* _What to produce_: Copy out each line of the data that includes the string "door".

* _Information shown_:
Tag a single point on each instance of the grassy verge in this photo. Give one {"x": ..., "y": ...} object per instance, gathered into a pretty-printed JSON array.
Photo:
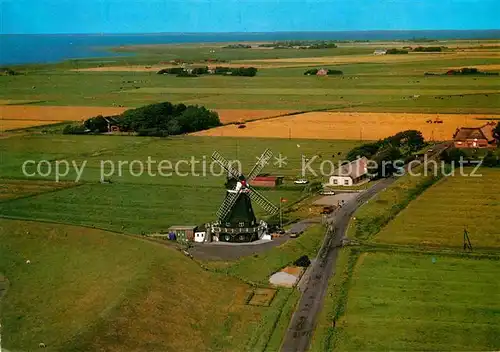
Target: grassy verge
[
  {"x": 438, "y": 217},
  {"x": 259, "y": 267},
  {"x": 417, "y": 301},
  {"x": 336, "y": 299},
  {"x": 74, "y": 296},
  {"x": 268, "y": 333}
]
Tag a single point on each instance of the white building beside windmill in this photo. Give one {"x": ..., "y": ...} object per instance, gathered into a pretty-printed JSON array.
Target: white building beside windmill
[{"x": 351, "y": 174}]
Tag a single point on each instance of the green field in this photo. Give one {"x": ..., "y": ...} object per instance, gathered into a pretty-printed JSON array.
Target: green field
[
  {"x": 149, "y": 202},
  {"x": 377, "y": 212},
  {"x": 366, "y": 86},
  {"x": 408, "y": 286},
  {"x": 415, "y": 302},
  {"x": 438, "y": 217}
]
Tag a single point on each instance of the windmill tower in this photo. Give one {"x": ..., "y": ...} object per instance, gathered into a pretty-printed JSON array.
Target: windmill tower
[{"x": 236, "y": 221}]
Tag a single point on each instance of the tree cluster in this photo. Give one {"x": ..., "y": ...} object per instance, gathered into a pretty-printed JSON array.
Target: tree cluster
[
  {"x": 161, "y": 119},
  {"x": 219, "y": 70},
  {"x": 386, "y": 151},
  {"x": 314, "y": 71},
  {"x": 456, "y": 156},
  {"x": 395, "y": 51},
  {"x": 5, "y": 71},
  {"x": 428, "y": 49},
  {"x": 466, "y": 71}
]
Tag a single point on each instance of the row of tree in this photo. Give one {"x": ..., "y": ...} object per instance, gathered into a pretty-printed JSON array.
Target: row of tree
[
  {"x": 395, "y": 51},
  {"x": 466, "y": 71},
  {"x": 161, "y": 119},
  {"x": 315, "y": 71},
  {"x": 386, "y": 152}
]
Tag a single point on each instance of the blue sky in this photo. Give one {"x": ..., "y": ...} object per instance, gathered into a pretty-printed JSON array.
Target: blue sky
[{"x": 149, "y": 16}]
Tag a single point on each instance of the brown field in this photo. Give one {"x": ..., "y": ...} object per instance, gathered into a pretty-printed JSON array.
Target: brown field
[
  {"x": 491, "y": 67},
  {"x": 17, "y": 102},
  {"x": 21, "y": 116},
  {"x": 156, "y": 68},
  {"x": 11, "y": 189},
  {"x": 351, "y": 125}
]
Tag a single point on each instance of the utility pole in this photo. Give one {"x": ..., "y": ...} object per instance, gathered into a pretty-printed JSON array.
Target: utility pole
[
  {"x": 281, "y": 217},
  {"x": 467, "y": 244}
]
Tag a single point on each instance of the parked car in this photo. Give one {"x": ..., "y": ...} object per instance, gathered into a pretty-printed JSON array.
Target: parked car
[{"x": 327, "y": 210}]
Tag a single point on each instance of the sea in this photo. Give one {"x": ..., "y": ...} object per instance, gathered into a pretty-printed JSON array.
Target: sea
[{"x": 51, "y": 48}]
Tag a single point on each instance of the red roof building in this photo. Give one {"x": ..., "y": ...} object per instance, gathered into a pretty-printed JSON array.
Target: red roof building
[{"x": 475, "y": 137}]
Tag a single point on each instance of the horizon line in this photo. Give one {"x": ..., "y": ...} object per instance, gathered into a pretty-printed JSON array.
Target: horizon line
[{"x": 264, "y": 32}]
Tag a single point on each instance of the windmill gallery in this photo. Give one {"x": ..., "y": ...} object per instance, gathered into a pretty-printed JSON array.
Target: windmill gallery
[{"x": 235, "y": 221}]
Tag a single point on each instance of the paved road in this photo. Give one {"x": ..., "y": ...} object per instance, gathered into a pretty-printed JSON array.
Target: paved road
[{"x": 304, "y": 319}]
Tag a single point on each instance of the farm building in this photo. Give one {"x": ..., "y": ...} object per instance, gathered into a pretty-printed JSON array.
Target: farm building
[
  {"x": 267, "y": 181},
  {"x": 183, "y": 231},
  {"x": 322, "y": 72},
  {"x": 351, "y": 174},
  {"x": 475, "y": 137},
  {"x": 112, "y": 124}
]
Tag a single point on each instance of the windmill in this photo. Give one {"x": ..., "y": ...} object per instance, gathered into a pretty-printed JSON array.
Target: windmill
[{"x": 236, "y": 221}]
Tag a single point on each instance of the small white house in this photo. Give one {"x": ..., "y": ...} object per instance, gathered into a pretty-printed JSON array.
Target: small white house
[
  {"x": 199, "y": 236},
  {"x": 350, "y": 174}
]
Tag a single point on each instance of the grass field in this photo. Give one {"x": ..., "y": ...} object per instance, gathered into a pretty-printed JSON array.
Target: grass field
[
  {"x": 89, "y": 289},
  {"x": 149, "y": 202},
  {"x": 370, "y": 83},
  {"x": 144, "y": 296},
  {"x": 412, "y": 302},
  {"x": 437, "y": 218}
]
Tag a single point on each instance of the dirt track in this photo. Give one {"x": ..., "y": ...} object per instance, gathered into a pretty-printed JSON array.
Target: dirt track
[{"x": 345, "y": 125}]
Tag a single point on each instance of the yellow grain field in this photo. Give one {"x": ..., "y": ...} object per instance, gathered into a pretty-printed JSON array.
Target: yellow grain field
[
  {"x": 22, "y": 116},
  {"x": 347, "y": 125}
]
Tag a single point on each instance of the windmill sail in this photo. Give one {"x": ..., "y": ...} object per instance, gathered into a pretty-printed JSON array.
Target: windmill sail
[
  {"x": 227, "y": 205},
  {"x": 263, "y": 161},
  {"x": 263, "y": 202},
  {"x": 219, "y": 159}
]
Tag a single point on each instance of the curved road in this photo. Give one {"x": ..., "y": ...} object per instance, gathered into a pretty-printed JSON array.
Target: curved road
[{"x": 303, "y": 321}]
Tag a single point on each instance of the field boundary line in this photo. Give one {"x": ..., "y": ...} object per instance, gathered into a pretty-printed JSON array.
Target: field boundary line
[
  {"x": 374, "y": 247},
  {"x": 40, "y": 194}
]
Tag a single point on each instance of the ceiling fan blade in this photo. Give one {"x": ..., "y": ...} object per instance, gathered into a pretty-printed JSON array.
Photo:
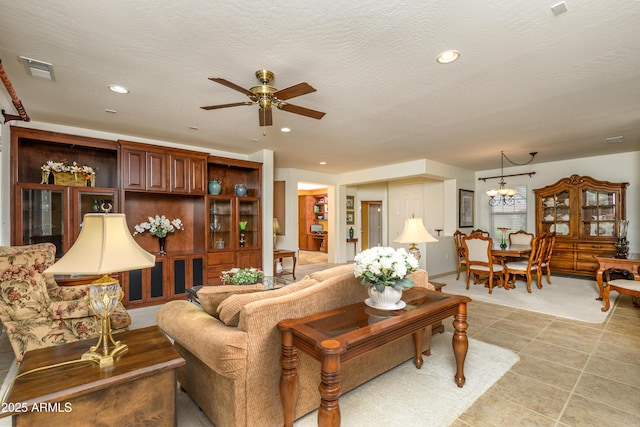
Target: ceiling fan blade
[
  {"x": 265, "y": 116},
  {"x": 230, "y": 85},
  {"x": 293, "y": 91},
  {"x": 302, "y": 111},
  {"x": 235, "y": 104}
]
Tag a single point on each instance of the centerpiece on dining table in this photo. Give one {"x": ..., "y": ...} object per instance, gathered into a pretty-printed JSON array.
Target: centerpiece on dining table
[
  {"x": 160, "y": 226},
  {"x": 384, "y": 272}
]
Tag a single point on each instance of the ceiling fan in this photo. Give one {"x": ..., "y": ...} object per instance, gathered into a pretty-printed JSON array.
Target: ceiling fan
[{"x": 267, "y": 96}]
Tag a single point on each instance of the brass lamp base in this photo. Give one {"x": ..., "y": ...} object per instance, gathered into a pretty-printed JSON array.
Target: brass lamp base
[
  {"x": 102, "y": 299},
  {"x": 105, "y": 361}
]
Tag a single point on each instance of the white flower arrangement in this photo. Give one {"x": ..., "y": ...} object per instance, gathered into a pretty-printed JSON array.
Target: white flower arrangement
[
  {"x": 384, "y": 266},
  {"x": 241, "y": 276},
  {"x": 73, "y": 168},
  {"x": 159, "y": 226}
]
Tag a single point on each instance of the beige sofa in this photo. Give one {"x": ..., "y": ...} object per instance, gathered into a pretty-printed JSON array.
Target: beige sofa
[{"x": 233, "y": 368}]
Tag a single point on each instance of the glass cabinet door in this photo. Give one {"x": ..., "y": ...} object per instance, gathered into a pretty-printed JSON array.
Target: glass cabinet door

* _Solution below_:
Tag a single point on each instance of the glass cabinet door in this photo. Give one {"x": ..., "y": ...} object per instance, gathered into a pretty-printed JSON array.
Target: glass cabinet door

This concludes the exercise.